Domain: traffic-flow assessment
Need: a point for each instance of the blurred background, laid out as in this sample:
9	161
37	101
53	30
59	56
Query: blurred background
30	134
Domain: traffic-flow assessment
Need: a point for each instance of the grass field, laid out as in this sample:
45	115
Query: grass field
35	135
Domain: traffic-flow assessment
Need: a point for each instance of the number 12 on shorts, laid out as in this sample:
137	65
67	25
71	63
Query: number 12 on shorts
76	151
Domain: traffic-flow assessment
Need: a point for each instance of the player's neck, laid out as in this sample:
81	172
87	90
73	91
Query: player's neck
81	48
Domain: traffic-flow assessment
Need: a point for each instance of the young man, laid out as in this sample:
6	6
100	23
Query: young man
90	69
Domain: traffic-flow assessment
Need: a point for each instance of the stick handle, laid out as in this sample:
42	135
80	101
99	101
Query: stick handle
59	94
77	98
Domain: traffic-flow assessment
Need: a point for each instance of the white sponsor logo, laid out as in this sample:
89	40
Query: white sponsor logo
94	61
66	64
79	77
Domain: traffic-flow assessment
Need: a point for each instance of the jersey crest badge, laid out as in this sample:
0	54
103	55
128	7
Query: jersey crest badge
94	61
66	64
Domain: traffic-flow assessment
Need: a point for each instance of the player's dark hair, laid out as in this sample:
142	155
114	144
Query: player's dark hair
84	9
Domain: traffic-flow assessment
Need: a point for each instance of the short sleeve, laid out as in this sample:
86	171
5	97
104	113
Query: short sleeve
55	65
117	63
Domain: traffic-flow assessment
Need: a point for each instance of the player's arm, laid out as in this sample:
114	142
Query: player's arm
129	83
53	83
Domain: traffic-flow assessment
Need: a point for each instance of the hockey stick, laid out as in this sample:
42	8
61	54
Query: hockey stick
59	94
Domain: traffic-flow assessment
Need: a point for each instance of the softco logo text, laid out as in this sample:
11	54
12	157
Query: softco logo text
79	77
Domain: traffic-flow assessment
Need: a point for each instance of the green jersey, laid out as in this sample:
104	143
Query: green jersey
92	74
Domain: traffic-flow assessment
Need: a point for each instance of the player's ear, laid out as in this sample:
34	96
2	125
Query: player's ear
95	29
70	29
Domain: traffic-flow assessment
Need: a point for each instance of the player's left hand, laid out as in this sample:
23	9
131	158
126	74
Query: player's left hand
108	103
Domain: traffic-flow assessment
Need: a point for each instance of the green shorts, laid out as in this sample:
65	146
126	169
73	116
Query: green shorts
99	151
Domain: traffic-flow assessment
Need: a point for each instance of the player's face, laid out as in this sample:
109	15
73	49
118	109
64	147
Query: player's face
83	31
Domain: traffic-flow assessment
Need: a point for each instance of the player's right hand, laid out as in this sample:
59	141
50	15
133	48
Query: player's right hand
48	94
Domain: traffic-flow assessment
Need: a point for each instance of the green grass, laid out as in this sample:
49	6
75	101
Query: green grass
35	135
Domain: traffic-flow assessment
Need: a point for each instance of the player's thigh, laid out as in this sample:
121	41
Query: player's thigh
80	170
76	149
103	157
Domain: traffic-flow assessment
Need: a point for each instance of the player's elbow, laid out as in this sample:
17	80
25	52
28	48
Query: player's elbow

## [EXERCISE DESCRIPTION]
The answer must be the lines from the one containing "Need: a point for each instance of the player's elbow, laid" through the last line of the records, copied exactly, with nothing else.

## [ANSWER BOX]
Need: a point for each instance of the player's elbow, laid out as in this sample:
17	80
25	52
28	48
Query: player's elbow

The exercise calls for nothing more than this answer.